__課題の詳細__.
認知症の早期発見についての文章を、最後の文の後から書き継いでください。

__抜粋文__.

認知症は、早期診断・早期対応が重要です。しかし、日常生活において、自分の家族が認知症を疑うような行動がみられた場合、いざ医療機関を受診しようとしても、どの科を受診すれば良いのか分からなかったり、本人が病院への受診を拒否してしまったりと、さまざまな問題が出てくることもあるのではないでしょうか。
そこで今回は、認知症の早期診断につなげるポイントについて、いくつかご紹介したいと思います。

目次

認知症の早期診断のために、かかるべき医療機関

認知症は早期発見が重要

認知症の兆候を見つけるのは、何十年も前から本人の生活や性格を見てきた身近な家族であるケースが多いと言われています。
認知症とは、後天的な脳の障害により、認知機能が慢性的に減退・消失することで、日常生活や社会生活に支障をきたしている状態のことをいいます。そのため、以前とは違う生活の変化をきっかけに、周囲が気づくことが多いようです。
たとえ本人が気付いたとしても、単なる老化現象と思い込んだり、認知症の進行とともに病識が薄れていったりするため、発見が遅れがちな傾向にあります。

認知症の早期発見の目安やチェック項目については、医療機関や地方自治体などさまざまなところから提案されていますが、ここでは、「公益社団法人 認知症の人と家族の会」の「家族がつくった認知症早期発見の目安」 をご紹介します。ただし、医学的な診断基準ではないため、あくまで暮らしの中での目安として参考にしてください。

●物忘れがひどい
□1.いま切ったばかりなのに、電話の相手の名前を忘れる
□2.同じことを何度も言う・問う・する
□3.しまい忘れ置き忘れが増え、いつも探し物をしている
□4.財布・通帳・衣類などを盗まれたと人を疑う

●判断・理解力が衰える
□5.料理・片付け・計算・運転などのミスが多くなった
□6.新しいことが覚えられない
□7.話のつじつまが合わない
□8.テレビ番組の内容が理解できなくなった

●時間・場所がわからない
□9.約束の日時や場所を間違えるようになった
□10.慣れた道でも迷うことがある

●人柄が変わる
□11.些細なことで怒りっぽくなった
□12.周りへの気づかいがなくなり頑固になった
□13.自分の失敗を人のせいにする
□14.「このごろ様子がおかしい」と周囲から言われた

●不安感が強い
□15.ひとりになると怖がったり寂しがったりする
□16.外出時、持ち物を何度も確かめる
□17.「頭が変になった」と本人が訴える

●意欲がなくなる
□18下着を替えず、身だしなみを構わなくなった
□19趣味や好きなテレビ番組に興味を示さなくなった
□20ふさぎ込んで何をするのも億劫がりいやがる

早期発見のためには、認知症が疑われるような行動がないか、日頃から状態をチェックしておくことが大切です。認知症の原因となる疾患によっては、早期発見することにより、手術を受けることで症状の改善が見込めるものもあります。

__元データ__.
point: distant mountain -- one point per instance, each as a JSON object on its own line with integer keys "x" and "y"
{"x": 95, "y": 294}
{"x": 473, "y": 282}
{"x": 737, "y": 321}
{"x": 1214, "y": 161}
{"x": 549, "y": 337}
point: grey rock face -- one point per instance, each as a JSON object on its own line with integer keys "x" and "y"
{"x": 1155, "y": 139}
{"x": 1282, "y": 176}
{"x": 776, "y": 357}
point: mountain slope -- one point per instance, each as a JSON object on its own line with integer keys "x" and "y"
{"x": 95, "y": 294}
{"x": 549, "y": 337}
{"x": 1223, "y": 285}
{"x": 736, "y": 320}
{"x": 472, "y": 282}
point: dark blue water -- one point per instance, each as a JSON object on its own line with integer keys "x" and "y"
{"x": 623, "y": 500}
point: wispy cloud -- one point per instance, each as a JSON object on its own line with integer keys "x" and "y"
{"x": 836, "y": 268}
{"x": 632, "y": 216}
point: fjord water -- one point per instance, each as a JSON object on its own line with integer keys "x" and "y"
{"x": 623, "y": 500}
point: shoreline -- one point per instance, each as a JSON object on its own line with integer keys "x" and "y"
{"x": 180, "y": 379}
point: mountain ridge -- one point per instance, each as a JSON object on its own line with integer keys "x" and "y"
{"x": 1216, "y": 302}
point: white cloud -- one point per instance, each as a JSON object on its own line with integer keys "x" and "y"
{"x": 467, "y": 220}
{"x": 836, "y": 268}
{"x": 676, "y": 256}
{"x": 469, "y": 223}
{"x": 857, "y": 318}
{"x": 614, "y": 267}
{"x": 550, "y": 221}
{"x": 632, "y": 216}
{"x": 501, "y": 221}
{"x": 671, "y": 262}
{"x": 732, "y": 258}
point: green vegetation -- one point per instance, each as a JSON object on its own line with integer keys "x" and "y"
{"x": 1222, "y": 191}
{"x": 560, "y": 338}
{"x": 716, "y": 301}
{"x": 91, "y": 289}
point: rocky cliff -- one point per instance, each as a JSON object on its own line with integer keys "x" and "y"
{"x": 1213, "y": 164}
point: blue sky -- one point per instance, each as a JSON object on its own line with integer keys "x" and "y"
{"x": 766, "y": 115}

__解答__.
「アルツハイマー型認知症」や「レビー小体型認知症」では、根本的な治療法が確立されていないため、進行の抑制が治療の中心となりますが、もちろん対処が早ければ早いほど、治療の効果は高まります。認知症になる前の「軽度認知障害(MCI)」の段階で発見できれば、認知症の発症を予防したり遅らせたりする可能性もあります。

認知症が疑われる場合にかかる医療機関

認知症が疑われる場合、かかりつけ医をお持ちの方は、まずはかかりつけ医に相談するようにしましょう。専門的な検査や治療が必要だと判断した場合には、もの忘れ外来(認知症の診断・治療を行う専門外来)などを紹介してもらえます。
紹介先の病院では、かかりつけ医が記入した「紹介状(診療情報提供書)」により、本人のこれまでの病状や治療経過、アレルギーの有無といった詳しい身体状況が伝えられます。
認知症の検査結果や処方される薬などの情報は、互いの病院で共有することができるため、認知症の検査が終わった後は、通院しやすいかかりつけの病院で、その後の症状・経過を観察することもできます。
かかりつけ医をお持ちでない方は、加齢による病気一般の診療を行っている「老年科」や、認知症を専門とする 「精神科」、「心療内科」などを受診するようにしましょう。
検査の結果、認知症の原因疾患によっては、例えば、脳血管性認知症であれば「脳神経外科」、レビー小体型認知症であれば「神経内科」というように、それを得意とする診療科目を紹介されることもあります。
ただ、診療科目がどこであるかということより、認知症を得意とする専門医にみてもらうということが一番理想的ですので、知人からの口コミ等も参考にしながら病院を探してみるようにしましょう。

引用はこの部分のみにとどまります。